#### Work task
Set down exactly the lines from the one containing "Can you spot any turret" through the last line of the records below, both included, and nothing else.

#### Input for this task
========

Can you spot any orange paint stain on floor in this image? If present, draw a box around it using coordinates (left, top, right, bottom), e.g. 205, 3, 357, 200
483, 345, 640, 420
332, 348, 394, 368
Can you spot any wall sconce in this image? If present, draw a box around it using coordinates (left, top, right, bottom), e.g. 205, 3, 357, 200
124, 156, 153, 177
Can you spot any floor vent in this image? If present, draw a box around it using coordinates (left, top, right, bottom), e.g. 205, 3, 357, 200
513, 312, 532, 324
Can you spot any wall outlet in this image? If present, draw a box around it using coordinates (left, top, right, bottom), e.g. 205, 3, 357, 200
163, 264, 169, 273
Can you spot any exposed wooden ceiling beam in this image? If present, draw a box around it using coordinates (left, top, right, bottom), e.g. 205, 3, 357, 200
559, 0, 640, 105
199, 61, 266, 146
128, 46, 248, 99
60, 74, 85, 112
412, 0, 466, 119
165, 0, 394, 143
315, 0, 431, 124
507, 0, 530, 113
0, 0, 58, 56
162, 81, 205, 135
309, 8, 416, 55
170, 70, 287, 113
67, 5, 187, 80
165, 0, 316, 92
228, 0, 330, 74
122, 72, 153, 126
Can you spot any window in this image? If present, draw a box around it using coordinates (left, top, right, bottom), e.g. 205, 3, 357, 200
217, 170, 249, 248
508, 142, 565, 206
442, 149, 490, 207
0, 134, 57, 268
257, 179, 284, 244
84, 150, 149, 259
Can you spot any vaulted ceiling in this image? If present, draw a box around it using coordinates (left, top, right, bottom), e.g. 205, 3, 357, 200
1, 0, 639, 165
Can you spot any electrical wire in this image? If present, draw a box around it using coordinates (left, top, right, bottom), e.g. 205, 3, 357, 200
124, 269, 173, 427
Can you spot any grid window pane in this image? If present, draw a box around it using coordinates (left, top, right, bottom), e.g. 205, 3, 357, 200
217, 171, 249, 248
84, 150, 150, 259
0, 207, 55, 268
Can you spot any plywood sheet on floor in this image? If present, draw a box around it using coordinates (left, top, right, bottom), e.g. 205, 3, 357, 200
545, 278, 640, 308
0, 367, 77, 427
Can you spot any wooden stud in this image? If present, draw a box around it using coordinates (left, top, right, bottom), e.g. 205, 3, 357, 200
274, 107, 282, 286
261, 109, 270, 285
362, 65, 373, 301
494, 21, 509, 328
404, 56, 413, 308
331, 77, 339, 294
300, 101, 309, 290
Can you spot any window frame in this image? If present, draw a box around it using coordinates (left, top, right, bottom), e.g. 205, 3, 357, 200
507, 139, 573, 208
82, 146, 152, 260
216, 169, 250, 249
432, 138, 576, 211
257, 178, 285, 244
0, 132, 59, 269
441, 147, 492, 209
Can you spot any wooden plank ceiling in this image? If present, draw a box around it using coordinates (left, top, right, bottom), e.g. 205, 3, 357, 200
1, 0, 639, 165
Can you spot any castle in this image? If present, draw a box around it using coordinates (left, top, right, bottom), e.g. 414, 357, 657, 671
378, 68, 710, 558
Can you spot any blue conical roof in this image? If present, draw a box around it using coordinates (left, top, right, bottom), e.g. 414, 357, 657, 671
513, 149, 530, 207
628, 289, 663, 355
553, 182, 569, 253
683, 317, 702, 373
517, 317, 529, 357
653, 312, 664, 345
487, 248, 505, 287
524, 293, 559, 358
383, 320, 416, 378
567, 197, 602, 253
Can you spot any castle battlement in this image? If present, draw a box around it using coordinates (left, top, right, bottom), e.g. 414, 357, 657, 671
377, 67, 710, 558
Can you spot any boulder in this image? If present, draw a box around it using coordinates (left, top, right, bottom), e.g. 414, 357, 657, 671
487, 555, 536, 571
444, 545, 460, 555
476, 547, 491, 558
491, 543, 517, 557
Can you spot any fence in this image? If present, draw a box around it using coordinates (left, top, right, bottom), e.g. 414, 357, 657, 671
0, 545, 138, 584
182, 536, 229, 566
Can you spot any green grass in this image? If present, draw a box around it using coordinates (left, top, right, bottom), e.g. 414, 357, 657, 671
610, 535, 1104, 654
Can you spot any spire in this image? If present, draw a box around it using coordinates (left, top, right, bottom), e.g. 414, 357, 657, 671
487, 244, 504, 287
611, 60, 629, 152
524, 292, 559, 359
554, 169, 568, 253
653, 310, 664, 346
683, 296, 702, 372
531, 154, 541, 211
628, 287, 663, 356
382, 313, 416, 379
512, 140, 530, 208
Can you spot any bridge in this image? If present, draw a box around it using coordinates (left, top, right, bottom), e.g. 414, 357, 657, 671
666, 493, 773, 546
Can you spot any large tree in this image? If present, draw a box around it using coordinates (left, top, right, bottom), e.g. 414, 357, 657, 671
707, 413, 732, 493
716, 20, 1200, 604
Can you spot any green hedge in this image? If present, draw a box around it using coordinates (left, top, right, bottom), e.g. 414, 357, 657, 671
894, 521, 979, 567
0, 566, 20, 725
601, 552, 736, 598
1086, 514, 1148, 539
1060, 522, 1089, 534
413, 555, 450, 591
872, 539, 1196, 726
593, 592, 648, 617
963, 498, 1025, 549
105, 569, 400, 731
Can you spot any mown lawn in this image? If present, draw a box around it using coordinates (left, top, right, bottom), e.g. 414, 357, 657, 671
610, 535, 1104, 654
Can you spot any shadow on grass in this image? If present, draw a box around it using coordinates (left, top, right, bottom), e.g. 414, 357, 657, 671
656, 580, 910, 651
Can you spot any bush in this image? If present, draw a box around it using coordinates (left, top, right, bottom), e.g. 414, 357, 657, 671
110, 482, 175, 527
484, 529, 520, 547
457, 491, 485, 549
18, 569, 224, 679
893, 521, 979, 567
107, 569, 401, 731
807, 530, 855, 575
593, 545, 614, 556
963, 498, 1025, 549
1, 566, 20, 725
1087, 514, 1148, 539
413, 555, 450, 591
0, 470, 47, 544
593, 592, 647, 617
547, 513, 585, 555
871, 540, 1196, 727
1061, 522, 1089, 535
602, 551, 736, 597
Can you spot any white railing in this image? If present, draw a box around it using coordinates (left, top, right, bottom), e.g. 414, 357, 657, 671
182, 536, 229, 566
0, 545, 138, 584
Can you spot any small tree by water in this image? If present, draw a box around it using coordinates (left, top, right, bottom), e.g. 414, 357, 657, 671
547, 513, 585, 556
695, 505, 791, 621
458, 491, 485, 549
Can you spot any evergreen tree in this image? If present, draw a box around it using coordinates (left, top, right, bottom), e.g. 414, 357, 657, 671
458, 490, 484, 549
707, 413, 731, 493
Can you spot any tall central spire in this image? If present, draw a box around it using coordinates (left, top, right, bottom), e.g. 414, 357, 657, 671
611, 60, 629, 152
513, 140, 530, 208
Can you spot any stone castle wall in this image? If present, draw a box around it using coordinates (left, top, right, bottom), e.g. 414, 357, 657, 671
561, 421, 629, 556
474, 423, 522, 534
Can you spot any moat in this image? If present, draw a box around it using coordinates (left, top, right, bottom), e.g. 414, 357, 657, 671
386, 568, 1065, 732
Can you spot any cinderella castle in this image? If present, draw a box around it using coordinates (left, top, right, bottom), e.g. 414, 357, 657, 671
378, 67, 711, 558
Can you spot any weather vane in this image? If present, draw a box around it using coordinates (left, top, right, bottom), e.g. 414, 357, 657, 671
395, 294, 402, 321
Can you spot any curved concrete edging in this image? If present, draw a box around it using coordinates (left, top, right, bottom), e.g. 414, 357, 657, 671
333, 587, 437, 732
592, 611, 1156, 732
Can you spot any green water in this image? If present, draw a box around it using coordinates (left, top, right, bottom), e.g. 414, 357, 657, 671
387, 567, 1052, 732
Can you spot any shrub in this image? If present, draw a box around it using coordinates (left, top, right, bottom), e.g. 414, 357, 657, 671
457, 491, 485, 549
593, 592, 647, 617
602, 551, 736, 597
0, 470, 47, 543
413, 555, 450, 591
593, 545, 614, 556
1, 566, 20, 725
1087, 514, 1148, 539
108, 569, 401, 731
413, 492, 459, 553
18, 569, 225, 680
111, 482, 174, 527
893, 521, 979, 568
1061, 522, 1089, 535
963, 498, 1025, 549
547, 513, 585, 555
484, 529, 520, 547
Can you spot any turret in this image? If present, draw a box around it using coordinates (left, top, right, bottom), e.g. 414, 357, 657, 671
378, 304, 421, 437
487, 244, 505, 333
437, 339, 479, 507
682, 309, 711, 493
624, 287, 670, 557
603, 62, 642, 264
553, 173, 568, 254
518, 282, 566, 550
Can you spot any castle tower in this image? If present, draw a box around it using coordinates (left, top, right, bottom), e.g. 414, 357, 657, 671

========

#### Answer area
Can you spot any turret in this image? If present, draw a box around it using coordinates (left, top, right, bottom), e.g. 414, 357, 657, 671
378, 304, 421, 437
487, 244, 505, 333
437, 339, 479, 507
682, 309, 711, 493
624, 287, 670, 557
603, 62, 642, 264
553, 173, 568, 254
518, 282, 566, 550
Can you spot any castle tower in this image? If present, draw a box around it using coordinates (left, top, right, bottom), e.g. 414, 357, 657, 671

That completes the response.